YOUR INSTRUCTIONS:
Copy the lines below word for word, leaving out the pictures.

(Point placement records)
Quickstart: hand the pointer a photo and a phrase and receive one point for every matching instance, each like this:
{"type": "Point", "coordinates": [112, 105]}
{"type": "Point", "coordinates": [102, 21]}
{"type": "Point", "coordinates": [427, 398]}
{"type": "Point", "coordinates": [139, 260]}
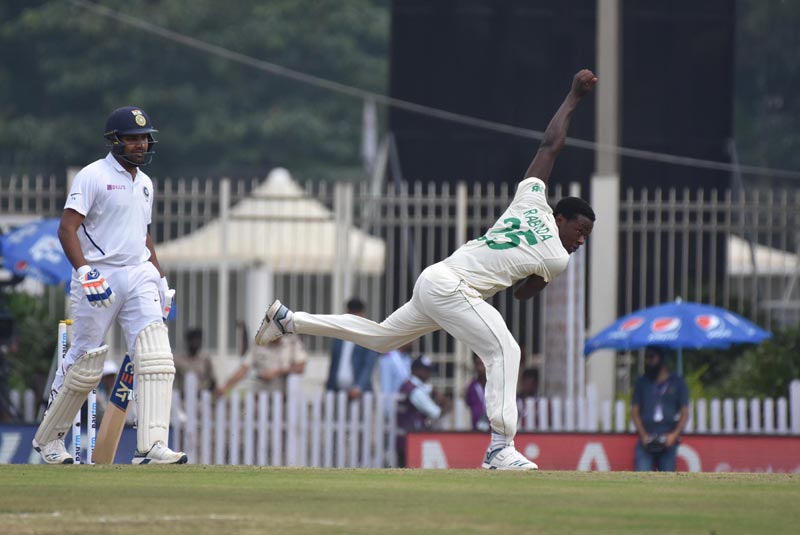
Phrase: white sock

THE ANSWER:
Quickstart: hand the pointer a photo and a phrase and receive one point for every matching instance, each like this:
{"type": "Point", "coordinates": [112, 105]}
{"type": "Point", "coordinates": [102, 21]}
{"type": "Point", "coordinates": [427, 398]}
{"type": "Point", "coordinates": [139, 260]}
Phrase: white sock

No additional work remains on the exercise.